▶ **What to do**:
1. Please reproduce a section of the memory leak thread word for word, beginning at the words "TBH, we expected" and stopping after "segments within transaction.".
2. In one to three sentences, explain why the final reply in the memory leak thread does not consider this case a memory leak.

▶ **Selected passage**:
------------------------------

Closed netrebel closed 2 years ago
Thank you for bringing this to our attention. We're looking into this and what the best way to mitigate this would be until the memory leak in http.Transport
is fixed.
@netrebel Thanks for reporting.
@nr-swilloughby even we encountered this issue recently once we moved our project from go 1.13 to 1.15.
We've managed to mitigate the issue by overriding the transaction pointer with an empty struct:
defer func() {
txn.End()
*txn = newrelic.Transaction{}
}()
Results from a high-volume service:
@netrebel Based on the PR description, https://github.com/golang/go/pull/50799 is resolving a leak that occurs when interacting with an arbitrary number of hostnames. But (I assume?) this library would only be interacting with one hostname. So that might be a red herring. One way to confirm would be to take the change from https://github.com/golang/go/pull/50799 and manually apply it to your standard library, and see if it fixes your leak.
Is there an update on this issue? We've managed to mitigate the memory footprint as describe earlier. However, we're noticing CPU increase linearly over time on a service that processes periodic tasks. We tested that removing the following line of code resolves the issue:
ctx = newrelic.NewContext(ctx, txn)
Graph showing the before and after effect of the change:
Interesting data re: CPU increase. We'll look into that as well as the mitigation on the memory issue ASAP.
Hi Team,
Do we have any update on this issue? We are also facing the same problem.
TBH, we expected Golang to have patched this a long time ago. We will re-asses and re-prioritize this though, since it seems to not be going away any time soon.
We are using go 1.18 with github.com/newrelic/go-agent/v3 v3.17.0 and seeing the OOM error.
We created a utility function to create the newrelic segments within transaction.
func logNewRelicSegment(ctx context.Context, query string, sqlStatement string, dbconfig dbConfig) *newrelic.DatastoreSegment {
//logging should be non-disruptive. any error during this is absorbed
defer func() {
if r := recover(); r != nil {
log.Debug(ctx, fmt.Sprintf("Panic absorbed: %v", r))
}
}()
txn := newrelic.FromContext(ctx)
operation := extractOperation(ctx, query)
collection := extractTableName(ctx, operation, query)
seg := &newrelic.DatastoreSegment{
StartTime: txn.StartSegmentNow(),
Product: newrelic.DatastorePostgres,
Collection: collection,
Operation: operation,
ParameterizedQuery: sqlStatement,
Host: dbconfig.Host,
PortPathOrID: strconv.Itoa(dbconfig.Port),
DatabaseName: dbconfig.Name,
}
return seg
}
The segment is closed by caller function as below
//new relic segment here
seg := logNewRelicSegment(ctx, query, sqlStatement, txn.Conn.DBConfig)
defer seg.End()
@iamemilio I wanted to bring this to your attention, that we are using the latest version 1.18 and newrelic go agent v3.17.0
Thanks for the additional information.
We've managed to mitigate the issue by overriding the transaction pointer with an empty struct:
defer func() { txn.End() *txn = newrelic.Transaction{} }()
Results from a high-volume service:
My thought on this at first glance, is that the agent should not destroy transaction objects, even after they have been ended. There may be metadata or info that users want to gather from a completed transaction. So, if you create a bunch of transactions, they will retain their data if they are not deallocated. I would not consider this specific case a memory leak. I think your solution is appropriate for your specific usage pattern though. Would users want an explicit function that can be called to deallocate transaction objects? Something like txn.Close()

------------------------------

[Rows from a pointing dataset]
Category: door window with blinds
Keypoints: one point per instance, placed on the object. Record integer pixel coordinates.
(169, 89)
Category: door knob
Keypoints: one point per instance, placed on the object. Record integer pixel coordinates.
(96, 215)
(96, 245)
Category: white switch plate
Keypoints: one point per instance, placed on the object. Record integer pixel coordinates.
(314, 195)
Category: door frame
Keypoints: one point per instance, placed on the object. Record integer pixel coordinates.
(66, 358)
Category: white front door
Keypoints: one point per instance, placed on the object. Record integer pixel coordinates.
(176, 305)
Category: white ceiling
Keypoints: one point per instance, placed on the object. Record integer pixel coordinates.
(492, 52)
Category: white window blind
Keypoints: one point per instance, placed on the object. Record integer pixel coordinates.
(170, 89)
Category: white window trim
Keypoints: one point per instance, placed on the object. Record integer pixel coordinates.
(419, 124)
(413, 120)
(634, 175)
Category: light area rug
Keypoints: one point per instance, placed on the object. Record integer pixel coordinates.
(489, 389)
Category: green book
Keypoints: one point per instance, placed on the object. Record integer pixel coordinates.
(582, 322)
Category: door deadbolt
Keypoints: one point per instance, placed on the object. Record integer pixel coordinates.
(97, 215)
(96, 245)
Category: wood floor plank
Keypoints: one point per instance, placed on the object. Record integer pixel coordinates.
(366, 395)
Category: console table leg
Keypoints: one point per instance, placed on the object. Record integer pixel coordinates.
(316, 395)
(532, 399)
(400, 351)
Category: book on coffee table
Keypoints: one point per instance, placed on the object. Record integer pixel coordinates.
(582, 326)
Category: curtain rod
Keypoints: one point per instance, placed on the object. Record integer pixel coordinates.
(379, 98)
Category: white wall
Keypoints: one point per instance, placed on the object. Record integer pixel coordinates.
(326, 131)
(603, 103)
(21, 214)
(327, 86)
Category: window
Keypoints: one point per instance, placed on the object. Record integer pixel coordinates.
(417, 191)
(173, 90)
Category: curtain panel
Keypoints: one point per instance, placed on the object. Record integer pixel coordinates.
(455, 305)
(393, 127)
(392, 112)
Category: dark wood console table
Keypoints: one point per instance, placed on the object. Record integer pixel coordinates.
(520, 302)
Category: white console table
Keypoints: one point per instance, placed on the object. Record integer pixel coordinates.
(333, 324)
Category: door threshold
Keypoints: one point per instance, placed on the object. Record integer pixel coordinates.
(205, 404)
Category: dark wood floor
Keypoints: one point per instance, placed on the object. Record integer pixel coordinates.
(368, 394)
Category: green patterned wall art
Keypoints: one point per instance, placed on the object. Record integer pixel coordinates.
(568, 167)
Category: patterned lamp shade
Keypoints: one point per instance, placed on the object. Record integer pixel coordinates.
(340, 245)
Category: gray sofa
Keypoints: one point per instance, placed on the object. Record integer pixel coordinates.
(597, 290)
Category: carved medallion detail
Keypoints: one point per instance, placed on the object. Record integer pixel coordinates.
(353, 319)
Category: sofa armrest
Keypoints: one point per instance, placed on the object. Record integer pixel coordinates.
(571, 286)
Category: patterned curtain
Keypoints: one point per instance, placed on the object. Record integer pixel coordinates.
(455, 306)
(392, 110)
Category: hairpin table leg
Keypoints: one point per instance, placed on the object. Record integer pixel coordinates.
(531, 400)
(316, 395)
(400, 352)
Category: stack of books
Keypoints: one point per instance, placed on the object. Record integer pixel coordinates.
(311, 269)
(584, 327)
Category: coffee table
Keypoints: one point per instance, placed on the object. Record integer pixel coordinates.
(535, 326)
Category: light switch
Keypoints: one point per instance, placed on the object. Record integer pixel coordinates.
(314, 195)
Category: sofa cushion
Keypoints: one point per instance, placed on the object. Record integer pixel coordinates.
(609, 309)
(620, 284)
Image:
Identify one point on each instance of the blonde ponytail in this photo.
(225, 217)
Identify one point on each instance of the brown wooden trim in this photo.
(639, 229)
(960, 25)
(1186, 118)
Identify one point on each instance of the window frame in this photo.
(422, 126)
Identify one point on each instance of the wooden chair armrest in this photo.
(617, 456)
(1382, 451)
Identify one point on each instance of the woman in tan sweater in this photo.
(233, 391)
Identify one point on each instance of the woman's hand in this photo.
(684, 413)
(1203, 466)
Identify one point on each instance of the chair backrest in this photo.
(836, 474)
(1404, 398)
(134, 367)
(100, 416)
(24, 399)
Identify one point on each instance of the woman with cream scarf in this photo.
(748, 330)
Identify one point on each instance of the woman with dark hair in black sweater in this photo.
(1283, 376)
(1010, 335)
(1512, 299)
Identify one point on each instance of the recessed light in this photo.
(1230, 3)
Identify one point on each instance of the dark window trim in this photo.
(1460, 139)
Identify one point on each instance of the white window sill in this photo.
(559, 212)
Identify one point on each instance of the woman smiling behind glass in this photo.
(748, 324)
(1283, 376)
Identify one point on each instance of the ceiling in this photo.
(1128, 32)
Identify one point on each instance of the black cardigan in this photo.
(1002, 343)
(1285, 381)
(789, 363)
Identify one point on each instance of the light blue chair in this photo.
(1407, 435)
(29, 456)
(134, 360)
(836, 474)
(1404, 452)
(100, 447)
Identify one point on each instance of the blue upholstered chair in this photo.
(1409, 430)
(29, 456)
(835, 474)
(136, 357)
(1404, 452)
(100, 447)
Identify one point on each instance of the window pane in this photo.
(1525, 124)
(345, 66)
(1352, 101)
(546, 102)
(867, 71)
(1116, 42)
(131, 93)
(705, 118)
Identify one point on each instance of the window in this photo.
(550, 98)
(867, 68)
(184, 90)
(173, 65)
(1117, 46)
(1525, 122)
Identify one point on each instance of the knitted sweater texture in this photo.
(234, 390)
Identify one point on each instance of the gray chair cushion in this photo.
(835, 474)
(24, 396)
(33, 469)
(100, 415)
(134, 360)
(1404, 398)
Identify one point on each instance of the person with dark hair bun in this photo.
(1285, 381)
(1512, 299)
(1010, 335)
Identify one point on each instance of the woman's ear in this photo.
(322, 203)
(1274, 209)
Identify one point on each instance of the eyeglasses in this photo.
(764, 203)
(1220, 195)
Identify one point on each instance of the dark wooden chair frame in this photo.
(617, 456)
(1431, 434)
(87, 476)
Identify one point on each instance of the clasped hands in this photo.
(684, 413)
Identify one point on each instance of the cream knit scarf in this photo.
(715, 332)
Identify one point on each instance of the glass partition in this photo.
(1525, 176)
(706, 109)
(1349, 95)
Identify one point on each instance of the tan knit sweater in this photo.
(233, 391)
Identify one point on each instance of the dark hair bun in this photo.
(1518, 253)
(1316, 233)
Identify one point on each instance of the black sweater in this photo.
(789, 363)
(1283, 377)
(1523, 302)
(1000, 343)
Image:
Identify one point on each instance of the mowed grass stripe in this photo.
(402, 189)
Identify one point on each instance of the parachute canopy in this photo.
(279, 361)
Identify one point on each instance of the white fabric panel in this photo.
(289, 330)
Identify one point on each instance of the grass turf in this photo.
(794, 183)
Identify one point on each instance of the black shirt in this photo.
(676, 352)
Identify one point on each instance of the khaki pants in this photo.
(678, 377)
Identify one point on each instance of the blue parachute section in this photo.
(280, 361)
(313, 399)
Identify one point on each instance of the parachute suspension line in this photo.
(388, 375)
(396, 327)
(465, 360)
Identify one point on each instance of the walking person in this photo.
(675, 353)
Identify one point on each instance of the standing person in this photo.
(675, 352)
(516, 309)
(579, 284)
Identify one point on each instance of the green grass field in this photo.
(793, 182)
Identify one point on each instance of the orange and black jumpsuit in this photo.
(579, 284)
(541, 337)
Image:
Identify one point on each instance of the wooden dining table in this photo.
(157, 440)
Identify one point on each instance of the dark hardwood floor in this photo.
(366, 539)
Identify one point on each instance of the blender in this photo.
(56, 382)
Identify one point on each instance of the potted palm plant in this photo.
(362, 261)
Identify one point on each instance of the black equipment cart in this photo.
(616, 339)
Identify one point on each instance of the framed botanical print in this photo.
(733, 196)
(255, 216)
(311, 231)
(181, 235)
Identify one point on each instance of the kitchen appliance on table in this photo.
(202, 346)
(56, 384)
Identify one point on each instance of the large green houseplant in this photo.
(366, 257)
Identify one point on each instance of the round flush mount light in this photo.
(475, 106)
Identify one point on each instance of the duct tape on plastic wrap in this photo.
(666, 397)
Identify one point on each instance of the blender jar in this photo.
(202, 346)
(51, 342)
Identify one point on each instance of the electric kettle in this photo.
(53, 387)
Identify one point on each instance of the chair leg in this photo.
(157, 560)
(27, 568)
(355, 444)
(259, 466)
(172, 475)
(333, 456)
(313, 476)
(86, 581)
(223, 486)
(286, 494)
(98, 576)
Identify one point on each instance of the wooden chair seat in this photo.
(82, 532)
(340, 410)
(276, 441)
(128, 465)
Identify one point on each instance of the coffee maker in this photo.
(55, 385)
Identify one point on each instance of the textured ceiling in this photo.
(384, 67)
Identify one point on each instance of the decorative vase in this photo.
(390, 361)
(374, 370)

------------------------------

▶ **Responses to the tasks**:
1.
TBH, we expected Golang to have patched this a long time ago. We will re-asses and re-prioritize this though, since it seems to not be going away any time soon.
We are using go 1.18 with github.com/newrelic/go-agent/v3 v3.17.0 and seeing the OOM error.
We created a utility function to create the newrelic segments within transaction.

2. The reply holds that the agent should not destroy transaction objects even after they have been ended, because users may want to gather metadata or info from a completed transaction. So if many transactions are created, they retain their data as long as they are not deallocated.